====== Source passage ======

1702.01 Nonprofit corporation law definitions.
1702.01 Nonprofit corporation law definitions.
As used in this chapter, unless the context otherwise requires:
(A) “Corporation” or “domestic corporation” means a nonprofit corporation formed under the laws of this state, or a business corporation formed under the laws of this state that, by amendment to its articles as provided by law, becomes a nonprofit corporation.
(B) “Foreign corporation” means a nonprofit corporation formed under the laws of another state.
(C) “Nonprofit corporation” means a domestic or foreign corporation that is formed otherwise than for the pecuniary gain or profit of, and whose net earnings or any part of them is not distributable to, its members, directors, officers, or other private persons, except that the payment of reasonable compensation for services rendered and the distribution of assets on dissolution as permitted by section 1702.49 of the Revised Code is not pecuniary gain or profit or distribution of net earnings. In a corporation all of whose members are nonprofit corporations, distribution to members does not deprive it of the status of a nonprofit corporation.
(D) “State” means the United States; any state, territory, insular possession, or other political subdivision of the United States, including the District of Columbia; any foreign country or nation; and any province, territory, or other political subdivision of a foreign country or nation.
(E) “Articles” includes original articles of incorporation, agreements of merger or consolidation if and only to the extent that articles of incorporation are adopted or amended in the agreements, amended articles, and amendments to any of these, and, in the case of a corporation created before September 1, 1851, the special charter and any amendments to it made by special act of the general assembly or pursuant to general law.
(F) “Incorporator” means a person who signed the original articles of incorporation.
(G) “Member” means one having membership rights and privileges in a corporation in accordance with its articles or regulations.
(H) “Voting member” means a member possessing voting rights, either generally or in respect of the particular question involved, as the case may be.
(I) “Person” includes, but is not limited to, a nonprofit corporation, a business corporation, a partnership, an unincorporated society or association, and two or more persons having a joint or common interest.
(J) The location of the “principal office” of a corporation is the place named as such in its articles.
(K) “Directors” means the persons vested with the authority to conduct the affairs of the corporation irrespective of the name, such as trustees, by which they are designated.
(L) “Insolvent” means that the corporation is unable to pay its obligations as they become due in the usual course of its affairs.
(M)(1) Subject to division (M)(2) of this section, “volunteer” means a director, officer, or agent of a corporation, or another person associated with a corporation, who satisfies both of the following:
(a) Performs services for or on behalf of, and under the authority or auspices of, that corporation;
(b) Does not receive compensation, either directly or indirectly, for performing those services.

====== Supplied records ======

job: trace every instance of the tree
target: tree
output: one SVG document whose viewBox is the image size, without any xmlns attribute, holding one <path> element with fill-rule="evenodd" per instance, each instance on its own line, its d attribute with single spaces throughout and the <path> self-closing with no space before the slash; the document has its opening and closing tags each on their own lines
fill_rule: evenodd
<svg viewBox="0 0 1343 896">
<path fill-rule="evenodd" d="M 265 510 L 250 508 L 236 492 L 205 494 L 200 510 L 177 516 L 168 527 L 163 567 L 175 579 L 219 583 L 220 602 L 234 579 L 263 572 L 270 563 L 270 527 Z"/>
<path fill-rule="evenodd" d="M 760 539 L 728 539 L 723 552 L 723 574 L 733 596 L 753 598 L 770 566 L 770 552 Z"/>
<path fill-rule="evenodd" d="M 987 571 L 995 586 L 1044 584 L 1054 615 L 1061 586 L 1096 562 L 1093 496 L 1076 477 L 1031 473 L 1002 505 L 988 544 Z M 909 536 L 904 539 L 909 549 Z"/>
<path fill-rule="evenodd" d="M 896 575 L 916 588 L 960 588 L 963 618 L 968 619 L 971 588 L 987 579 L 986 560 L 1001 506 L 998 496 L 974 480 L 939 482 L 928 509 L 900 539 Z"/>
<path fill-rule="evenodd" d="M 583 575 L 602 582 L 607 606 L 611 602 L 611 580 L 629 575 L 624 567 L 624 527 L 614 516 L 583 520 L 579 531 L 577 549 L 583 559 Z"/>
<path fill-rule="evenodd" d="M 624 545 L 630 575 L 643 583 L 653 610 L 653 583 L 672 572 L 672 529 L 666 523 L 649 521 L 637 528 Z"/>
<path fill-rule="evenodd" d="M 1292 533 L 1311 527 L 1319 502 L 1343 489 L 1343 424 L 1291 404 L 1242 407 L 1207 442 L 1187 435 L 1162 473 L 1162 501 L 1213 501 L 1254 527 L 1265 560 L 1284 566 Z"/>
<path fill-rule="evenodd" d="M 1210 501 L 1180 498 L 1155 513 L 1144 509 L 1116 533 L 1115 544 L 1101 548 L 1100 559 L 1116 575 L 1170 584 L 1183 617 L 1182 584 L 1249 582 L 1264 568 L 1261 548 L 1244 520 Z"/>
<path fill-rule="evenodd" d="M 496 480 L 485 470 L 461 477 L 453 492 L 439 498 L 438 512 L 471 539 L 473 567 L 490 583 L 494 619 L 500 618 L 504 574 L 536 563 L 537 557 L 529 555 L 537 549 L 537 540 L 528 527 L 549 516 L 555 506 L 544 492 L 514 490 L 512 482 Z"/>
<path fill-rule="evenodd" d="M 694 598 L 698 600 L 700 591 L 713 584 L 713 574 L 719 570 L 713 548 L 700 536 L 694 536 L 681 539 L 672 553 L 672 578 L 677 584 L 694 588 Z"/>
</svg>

======

## Parts of the exercise
• a. Answer these from the nonprofit corporation definitions above, one line each:
(i) What does "foreign corporation" mean?
(ii) Who counts as an "incorporator"?
(iii) When is a corporation "insolvent"?
• b. Please list everything that division (I) of the nonprofit corporation definitions names as included in "person."
• c. Pick up the nonprofit corporation definitions after division (M)(1)(b) and write what comes next.

## Responses per task
• a.
(i) A nonprofit corporation formed under the laws of another state.
(ii) A person who signed the original articles of incorporation.
(iii) When it is unable to pay its obligations as they become due in the usual course of its affairs.

• b.
- a nonprofit corporation
- a business corporation
- a partnership
- an unincorporated society or association
- two or more persons having a joint or common interest

• c.
(2) For purposes of division (M)(1) of this section, “compensation” does not include any of the following:
(a) Actual and necessary expenses that are incurred by a volunteer in connection with the services performed for a corporation, and that are reimbursed to the volunteer or otherwise paid;
(b) Insurance premiums paid on behalf of a volunteer, and amounts paid or reimbursed, pursuant to division (E) of section 1702.12 of the Revised Code;
(c) Modest perquisites.
(N) “Business corporation” means any entity, as defined in section 1701.01 of the Revised Code, other than a public benefit corporation or a mutual benefit corporation, that is organized pursuant to Chapter 1701. of the Revised Code.
(O) “Mutual benefit corporation” means any corporation organized under this chapter other than a public benefit corporation.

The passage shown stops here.